Stored data —
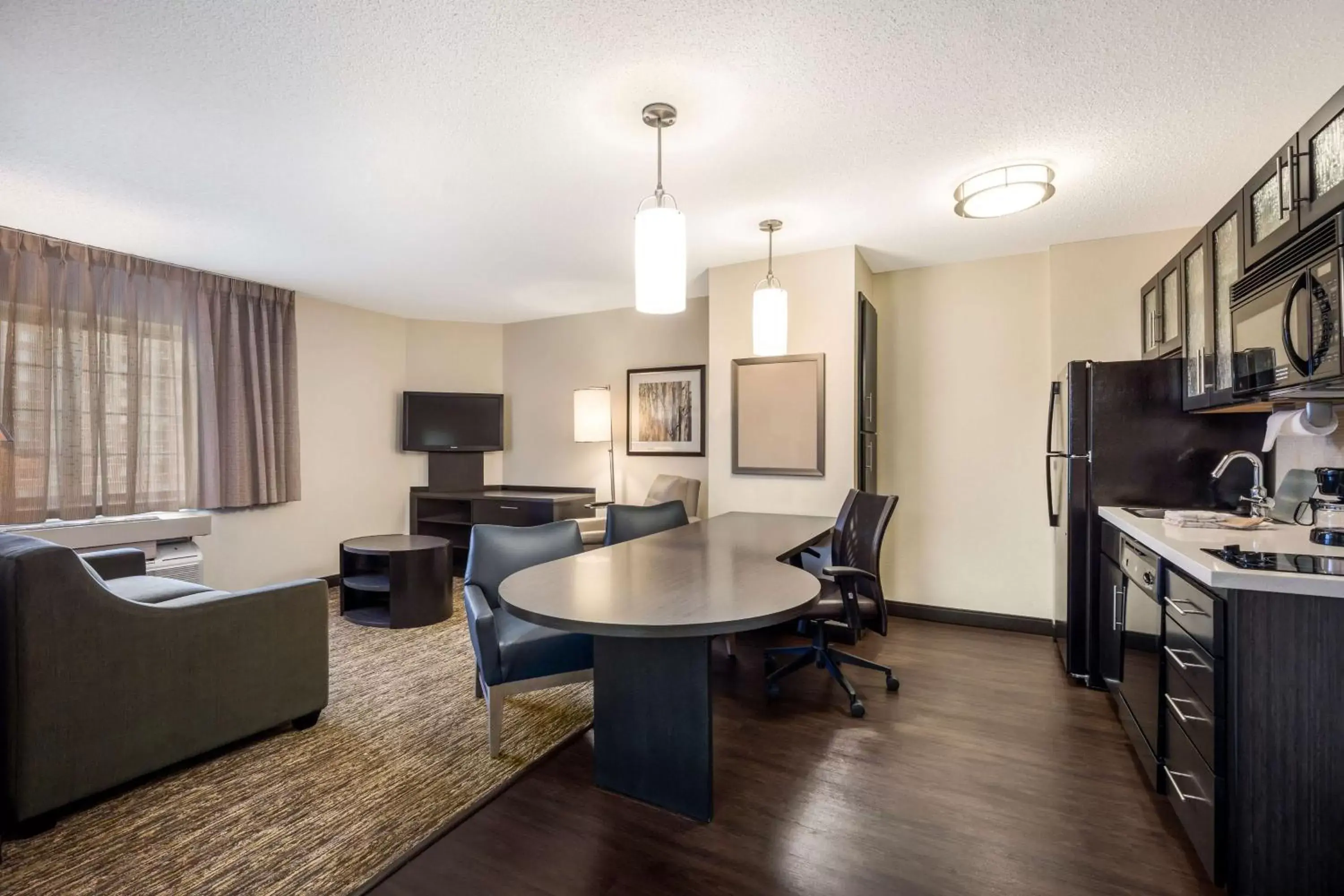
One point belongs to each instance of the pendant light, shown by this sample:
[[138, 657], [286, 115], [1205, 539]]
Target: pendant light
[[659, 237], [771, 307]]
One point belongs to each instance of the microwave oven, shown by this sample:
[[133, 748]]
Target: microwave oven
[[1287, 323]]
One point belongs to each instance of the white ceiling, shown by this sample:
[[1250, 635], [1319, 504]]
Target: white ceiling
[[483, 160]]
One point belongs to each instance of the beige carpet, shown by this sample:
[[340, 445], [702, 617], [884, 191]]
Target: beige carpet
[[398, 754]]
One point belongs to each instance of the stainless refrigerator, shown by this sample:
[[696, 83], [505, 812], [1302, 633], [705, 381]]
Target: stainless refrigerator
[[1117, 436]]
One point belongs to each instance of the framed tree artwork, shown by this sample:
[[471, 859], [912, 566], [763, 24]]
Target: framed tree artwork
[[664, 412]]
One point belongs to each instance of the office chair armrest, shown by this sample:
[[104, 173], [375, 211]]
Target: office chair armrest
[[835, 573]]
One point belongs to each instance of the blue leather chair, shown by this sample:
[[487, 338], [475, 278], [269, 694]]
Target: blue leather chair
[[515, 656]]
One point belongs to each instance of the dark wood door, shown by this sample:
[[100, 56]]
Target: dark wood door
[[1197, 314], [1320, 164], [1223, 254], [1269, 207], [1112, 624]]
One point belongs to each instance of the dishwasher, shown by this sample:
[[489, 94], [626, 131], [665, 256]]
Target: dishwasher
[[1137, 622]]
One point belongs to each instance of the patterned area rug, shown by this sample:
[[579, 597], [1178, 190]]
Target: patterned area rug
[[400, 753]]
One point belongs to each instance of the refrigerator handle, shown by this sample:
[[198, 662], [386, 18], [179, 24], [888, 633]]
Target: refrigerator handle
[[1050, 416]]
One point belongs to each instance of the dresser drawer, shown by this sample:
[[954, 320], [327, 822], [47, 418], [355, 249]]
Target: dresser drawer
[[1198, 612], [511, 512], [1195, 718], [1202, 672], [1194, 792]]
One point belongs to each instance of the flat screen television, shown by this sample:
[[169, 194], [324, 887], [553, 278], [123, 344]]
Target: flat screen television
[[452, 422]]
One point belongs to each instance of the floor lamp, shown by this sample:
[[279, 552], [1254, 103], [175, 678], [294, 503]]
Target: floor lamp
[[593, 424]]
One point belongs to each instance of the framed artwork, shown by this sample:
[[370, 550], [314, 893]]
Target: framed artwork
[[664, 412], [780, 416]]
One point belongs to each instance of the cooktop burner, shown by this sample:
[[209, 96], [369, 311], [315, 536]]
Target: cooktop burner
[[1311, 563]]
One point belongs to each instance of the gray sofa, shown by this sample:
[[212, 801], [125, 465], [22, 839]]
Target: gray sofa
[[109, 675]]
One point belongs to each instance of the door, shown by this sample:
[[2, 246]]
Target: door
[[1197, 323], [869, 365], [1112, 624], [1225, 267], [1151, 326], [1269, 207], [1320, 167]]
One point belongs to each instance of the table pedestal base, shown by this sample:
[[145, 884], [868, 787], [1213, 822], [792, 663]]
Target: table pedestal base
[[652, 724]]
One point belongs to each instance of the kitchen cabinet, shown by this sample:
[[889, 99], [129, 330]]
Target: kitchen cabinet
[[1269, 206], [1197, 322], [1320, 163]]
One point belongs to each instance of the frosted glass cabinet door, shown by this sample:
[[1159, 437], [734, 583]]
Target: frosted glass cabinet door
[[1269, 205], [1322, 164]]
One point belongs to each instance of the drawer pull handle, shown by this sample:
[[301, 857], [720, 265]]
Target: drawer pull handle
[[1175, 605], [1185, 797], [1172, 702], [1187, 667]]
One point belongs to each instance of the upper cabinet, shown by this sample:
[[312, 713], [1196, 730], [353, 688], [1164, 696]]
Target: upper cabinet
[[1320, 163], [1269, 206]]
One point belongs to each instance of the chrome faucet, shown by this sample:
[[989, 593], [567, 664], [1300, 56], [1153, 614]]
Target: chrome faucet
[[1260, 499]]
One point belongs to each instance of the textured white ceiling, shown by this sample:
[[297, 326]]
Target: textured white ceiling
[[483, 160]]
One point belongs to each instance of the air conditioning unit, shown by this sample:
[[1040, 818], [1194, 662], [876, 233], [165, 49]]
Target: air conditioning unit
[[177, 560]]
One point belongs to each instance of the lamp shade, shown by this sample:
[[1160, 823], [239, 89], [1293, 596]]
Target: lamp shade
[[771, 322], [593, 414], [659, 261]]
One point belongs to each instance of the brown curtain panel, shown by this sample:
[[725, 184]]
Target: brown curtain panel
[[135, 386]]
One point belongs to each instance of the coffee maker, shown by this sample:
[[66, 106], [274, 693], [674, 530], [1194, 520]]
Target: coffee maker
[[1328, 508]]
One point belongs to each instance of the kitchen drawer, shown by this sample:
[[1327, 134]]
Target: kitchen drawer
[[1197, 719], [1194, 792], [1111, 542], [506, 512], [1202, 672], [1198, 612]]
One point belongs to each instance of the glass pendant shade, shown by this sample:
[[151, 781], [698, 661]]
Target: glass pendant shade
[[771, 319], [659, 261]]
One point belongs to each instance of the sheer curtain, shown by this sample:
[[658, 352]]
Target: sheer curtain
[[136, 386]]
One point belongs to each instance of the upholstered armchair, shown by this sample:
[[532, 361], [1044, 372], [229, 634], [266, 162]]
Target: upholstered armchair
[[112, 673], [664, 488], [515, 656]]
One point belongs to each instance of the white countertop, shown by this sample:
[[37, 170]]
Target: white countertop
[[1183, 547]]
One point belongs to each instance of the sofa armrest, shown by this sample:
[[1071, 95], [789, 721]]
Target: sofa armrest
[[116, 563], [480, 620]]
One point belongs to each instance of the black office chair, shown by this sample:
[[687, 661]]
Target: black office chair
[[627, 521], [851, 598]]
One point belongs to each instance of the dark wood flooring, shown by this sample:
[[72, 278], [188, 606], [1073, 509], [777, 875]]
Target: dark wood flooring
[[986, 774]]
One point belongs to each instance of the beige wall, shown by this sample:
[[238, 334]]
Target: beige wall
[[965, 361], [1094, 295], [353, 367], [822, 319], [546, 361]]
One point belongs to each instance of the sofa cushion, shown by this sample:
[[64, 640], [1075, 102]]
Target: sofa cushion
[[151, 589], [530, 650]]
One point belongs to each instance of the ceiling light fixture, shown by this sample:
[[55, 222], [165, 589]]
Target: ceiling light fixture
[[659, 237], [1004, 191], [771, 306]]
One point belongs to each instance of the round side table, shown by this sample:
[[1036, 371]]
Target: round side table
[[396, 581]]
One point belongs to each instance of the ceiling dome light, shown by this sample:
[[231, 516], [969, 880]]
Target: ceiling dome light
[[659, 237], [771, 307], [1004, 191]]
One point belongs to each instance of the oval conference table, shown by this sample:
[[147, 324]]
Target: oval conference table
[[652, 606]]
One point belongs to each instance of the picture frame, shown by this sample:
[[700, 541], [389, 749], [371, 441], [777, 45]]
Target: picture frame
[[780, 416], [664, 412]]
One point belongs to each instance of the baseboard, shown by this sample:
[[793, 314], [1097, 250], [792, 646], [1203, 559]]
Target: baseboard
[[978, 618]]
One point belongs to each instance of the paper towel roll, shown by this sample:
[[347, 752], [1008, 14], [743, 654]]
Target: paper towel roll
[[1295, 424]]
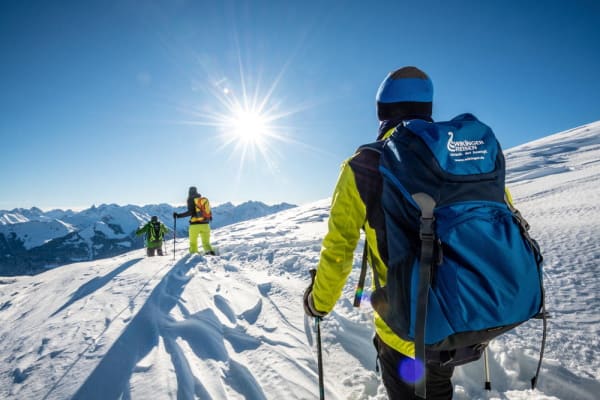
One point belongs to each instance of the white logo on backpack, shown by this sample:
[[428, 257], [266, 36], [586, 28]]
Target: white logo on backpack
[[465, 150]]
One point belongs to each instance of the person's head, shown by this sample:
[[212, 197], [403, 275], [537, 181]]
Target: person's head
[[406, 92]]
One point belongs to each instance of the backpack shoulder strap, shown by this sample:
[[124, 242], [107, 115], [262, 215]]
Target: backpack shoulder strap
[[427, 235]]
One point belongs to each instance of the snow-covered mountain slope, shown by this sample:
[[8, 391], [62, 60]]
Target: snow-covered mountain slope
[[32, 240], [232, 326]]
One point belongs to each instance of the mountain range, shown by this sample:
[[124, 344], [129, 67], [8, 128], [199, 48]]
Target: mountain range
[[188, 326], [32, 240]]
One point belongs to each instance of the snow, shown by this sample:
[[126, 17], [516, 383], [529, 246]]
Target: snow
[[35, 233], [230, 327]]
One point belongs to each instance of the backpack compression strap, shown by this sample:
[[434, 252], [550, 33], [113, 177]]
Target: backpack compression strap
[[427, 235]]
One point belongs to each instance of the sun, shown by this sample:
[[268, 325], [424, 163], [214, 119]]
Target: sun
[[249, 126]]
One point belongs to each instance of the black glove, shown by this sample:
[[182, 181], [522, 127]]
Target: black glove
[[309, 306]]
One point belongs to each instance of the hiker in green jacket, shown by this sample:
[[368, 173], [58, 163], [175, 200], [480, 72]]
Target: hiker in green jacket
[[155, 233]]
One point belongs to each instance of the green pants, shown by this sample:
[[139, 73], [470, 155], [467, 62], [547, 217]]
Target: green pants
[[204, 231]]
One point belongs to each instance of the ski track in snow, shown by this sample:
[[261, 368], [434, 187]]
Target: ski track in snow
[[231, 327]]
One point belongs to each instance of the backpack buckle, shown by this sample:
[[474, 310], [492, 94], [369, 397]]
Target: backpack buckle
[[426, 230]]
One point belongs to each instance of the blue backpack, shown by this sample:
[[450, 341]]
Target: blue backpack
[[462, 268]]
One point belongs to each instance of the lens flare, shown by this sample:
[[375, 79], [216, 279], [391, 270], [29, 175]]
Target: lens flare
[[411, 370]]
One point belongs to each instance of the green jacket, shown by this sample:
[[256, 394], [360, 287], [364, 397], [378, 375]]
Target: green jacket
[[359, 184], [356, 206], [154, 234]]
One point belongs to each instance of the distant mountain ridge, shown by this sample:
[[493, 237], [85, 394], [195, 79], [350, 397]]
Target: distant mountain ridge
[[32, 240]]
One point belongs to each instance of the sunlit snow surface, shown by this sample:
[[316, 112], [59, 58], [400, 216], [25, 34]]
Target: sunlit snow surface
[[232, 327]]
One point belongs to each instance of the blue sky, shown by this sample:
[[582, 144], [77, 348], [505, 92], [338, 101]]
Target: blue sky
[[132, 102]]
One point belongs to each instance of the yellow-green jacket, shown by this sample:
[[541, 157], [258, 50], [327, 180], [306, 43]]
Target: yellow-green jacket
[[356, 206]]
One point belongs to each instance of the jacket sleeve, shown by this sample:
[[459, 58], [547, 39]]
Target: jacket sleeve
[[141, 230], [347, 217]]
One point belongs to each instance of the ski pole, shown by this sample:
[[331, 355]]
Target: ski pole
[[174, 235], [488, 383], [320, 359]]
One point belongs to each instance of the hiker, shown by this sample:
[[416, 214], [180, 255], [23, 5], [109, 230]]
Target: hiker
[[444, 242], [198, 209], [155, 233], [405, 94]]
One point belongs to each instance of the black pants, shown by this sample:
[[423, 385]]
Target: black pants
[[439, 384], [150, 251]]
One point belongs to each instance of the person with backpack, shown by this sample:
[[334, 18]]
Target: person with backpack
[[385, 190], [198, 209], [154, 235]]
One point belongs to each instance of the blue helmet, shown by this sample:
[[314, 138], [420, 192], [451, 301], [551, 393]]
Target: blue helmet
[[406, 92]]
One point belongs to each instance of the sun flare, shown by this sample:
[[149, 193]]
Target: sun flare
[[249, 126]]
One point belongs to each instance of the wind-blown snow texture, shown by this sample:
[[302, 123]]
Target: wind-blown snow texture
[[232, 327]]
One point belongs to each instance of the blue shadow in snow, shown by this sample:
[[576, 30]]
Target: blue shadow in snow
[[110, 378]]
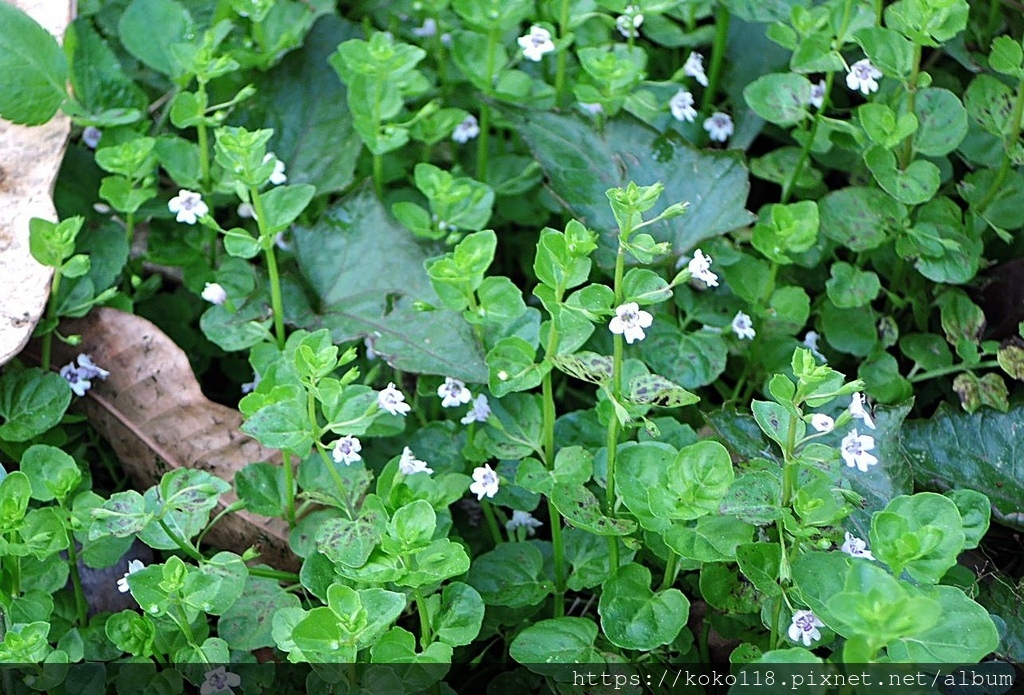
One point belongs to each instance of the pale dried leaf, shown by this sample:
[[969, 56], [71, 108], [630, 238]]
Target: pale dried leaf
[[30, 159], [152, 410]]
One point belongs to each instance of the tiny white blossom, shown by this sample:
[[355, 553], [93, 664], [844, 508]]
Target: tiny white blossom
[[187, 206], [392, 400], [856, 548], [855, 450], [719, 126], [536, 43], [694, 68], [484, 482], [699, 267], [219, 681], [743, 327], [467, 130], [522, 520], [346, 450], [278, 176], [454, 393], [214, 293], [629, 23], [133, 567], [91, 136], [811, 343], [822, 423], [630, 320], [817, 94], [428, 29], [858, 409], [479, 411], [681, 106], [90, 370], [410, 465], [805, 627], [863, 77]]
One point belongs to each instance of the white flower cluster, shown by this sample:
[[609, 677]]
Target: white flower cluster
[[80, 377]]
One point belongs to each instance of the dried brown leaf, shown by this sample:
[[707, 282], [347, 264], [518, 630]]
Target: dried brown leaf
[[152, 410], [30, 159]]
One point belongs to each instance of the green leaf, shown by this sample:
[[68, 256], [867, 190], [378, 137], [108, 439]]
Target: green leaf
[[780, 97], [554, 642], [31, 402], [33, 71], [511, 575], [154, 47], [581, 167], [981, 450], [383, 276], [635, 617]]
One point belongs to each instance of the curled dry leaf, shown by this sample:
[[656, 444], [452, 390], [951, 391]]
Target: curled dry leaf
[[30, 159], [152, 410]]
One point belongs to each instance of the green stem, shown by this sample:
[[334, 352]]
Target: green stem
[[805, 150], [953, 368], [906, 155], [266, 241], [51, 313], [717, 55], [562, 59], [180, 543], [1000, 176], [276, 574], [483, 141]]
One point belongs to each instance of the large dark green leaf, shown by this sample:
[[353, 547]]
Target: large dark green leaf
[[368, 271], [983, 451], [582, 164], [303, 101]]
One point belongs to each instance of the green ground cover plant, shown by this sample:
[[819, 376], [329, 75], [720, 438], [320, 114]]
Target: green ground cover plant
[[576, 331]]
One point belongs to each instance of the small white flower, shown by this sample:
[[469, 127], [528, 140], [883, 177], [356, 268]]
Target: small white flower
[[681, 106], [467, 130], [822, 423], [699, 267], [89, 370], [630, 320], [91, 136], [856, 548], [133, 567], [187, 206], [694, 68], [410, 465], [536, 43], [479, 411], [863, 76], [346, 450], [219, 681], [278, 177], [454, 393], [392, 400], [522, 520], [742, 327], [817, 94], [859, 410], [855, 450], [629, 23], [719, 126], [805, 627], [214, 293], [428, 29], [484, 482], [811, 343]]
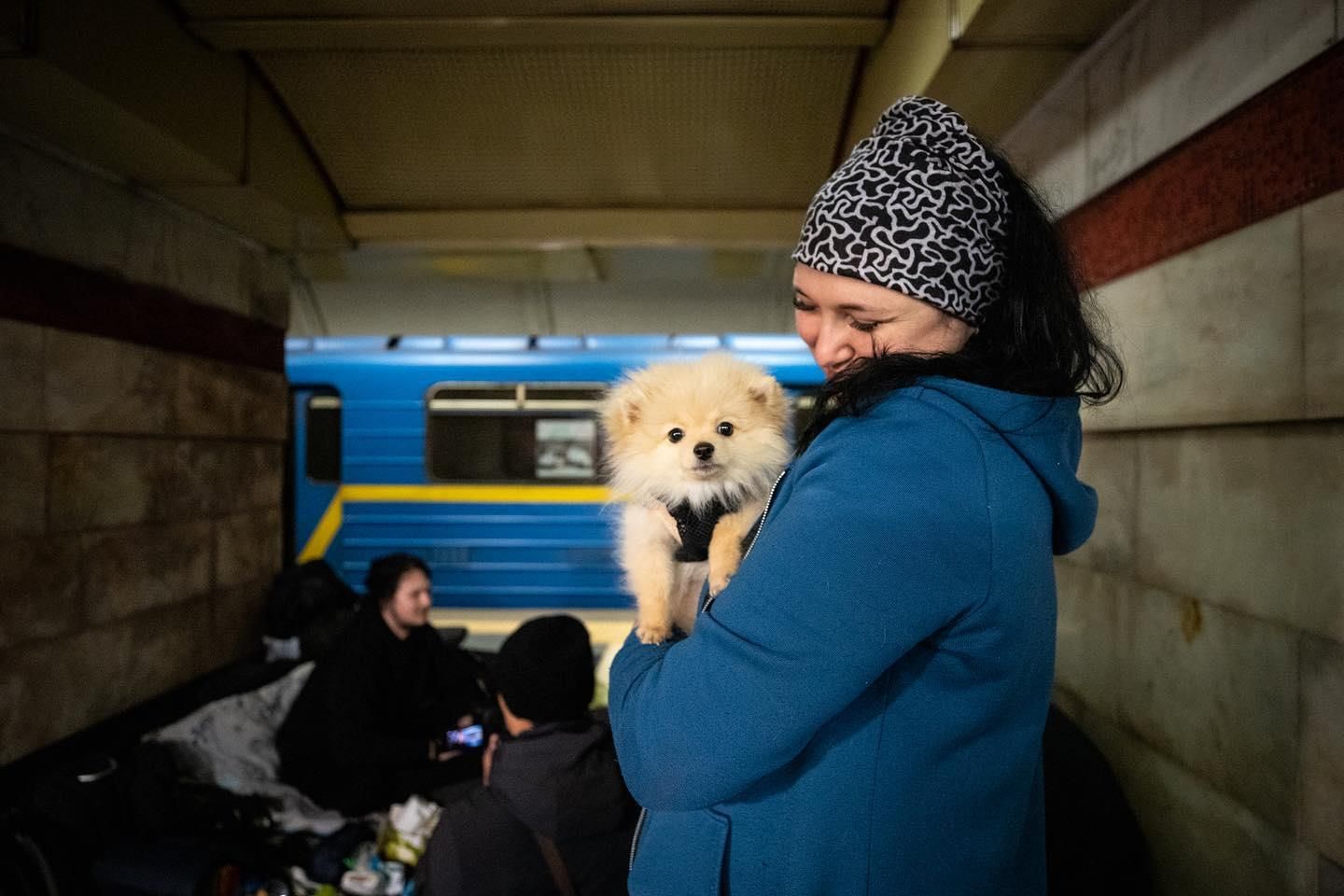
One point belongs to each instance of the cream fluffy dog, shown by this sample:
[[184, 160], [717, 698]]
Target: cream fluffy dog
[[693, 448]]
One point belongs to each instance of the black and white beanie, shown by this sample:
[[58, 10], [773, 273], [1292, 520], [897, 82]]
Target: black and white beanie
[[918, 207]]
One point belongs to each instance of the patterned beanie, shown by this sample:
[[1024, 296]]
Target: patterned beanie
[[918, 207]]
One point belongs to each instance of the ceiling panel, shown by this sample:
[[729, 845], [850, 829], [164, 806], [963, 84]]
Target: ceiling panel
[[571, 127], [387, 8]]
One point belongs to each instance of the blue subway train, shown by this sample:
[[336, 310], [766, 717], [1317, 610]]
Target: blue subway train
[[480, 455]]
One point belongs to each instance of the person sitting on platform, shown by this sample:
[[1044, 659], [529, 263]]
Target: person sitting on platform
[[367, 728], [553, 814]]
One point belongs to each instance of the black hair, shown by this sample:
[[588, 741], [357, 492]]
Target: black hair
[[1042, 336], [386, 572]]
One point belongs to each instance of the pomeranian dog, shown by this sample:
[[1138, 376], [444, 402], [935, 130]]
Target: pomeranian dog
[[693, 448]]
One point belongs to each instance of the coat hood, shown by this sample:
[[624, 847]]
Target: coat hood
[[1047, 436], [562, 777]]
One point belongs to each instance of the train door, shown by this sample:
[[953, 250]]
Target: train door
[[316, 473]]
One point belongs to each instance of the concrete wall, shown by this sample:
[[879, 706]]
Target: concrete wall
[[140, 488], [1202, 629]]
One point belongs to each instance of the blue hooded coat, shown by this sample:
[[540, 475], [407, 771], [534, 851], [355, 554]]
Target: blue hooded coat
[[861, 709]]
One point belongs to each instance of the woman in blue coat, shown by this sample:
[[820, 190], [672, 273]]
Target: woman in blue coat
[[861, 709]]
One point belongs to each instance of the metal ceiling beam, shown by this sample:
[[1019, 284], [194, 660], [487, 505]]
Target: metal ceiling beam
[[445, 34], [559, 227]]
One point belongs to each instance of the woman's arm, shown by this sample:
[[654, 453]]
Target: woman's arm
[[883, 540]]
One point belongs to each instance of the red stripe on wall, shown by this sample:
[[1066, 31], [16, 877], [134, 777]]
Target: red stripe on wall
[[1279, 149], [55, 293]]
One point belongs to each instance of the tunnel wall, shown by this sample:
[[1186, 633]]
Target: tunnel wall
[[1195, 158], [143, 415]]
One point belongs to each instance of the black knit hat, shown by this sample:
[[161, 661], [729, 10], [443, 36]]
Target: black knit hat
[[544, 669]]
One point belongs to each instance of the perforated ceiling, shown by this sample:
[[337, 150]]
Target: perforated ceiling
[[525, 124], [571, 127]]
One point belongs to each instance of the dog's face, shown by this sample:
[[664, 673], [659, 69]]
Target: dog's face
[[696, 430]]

The exercise — Transcribe the records above exactly, but only from the line that contains "One point belongs to each instance of the tunnel" through their final line, inclusive.

Solution to this problem —
One point belongs to each instance of the tunnel wall, shown by this sample:
[[1186, 633]]
Target: tunnel wall
[[1195, 158], [143, 415]]
One point belongs to each instance of the black knit hat, shown by this sample:
[[161, 661], [729, 10], [443, 36]]
Target: black knit hat
[[544, 669]]
One point belongs to each instance of the perforated ceiling, shown by this sample:
[[337, 150]]
Target: perforated ceiling
[[525, 124], [571, 127]]
One point belongs to each instance of the dog's face, shown by this sample:
[[664, 673], [659, 69]]
Target: dog's face
[[696, 430]]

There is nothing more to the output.